WHAT IS EXPECTED :: The expected output is the line bearing "Each matching instance of the damaged" followed by all remaining lines of the records, each restated word for word.

▽

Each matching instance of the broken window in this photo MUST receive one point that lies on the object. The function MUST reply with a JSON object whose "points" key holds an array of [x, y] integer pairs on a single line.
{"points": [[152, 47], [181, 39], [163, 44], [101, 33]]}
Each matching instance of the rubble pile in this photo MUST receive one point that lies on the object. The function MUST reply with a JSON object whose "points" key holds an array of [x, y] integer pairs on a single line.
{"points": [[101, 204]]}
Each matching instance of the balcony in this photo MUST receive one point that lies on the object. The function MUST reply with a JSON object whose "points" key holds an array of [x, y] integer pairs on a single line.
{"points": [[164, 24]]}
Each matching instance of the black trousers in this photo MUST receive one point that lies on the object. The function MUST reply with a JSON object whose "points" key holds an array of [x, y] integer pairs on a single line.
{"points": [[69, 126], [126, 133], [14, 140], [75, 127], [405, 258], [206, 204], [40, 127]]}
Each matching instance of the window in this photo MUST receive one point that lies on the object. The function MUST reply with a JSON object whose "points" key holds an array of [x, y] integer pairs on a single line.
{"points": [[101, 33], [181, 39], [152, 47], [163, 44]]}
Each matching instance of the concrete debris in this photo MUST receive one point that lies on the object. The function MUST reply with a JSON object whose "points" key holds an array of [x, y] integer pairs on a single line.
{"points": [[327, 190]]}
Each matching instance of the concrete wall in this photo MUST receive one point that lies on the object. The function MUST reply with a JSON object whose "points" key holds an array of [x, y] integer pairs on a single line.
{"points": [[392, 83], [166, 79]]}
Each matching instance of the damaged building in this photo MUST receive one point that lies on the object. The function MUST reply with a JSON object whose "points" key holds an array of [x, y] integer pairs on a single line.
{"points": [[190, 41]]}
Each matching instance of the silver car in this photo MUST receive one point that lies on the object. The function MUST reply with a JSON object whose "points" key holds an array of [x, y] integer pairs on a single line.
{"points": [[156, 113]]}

△

TASK RESULT ::
Each matching instance of the damaged building in this photo MUST receive one point that lies on the object. The function MUST reply with a JSON object whose "points" key holds an array of [x, y] integer pairs on a single line.
{"points": [[190, 41]]}
Each matching instance of the silver car in this photo MUST receive one point that lies on the object. The function MUST reply with a JSON object whose "points" key holds an array of [x, y] integer pairs on a single line.
{"points": [[156, 113]]}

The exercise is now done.